Copy the records below, replacing every "pixel coordinates" with "image coordinates" and leaving all other text the same.

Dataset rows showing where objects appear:
=-=-=-=-=
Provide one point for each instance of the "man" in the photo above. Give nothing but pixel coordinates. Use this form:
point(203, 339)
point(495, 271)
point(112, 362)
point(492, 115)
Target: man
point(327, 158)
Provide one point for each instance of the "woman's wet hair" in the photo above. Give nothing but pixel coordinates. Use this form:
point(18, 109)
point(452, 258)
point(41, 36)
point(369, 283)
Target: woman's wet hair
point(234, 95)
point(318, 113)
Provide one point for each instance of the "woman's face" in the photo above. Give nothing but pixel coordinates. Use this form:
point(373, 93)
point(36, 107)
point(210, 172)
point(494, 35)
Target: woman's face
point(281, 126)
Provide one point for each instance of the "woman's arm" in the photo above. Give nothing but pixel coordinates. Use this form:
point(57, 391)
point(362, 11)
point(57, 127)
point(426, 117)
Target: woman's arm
=-=-=-=-=
### Answer in full
Provide one point for each instance of the "man" in the photo above. Give nothing but image coordinates. Use this form:
point(203, 339)
point(495, 271)
point(112, 362)
point(492, 115)
Target: man
point(327, 158)
Provide one point for each instance of the "woman's wet hair" in the photo above. Give nothing but image coordinates. Use this form:
point(18, 109)
point(452, 258)
point(41, 36)
point(369, 283)
Target: woman's wet hair
point(234, 95)
point(318, 113)
Provide one point for each instance of the "woman's face" in the photo above. Give nothing but image coordinates. Use this form:
point(373, 93)
point(36, 107)
point(210, 172)
point(494, 35)
Target: woman's face
point(281, 126)
Provide one point for each instance of the "woman's arm" in the photo above. Give nothing but image coordinates. Use this form:
point(57, 391)
point(362, 11)
point(57, 127)
point(426, 117)
Target: woman's arm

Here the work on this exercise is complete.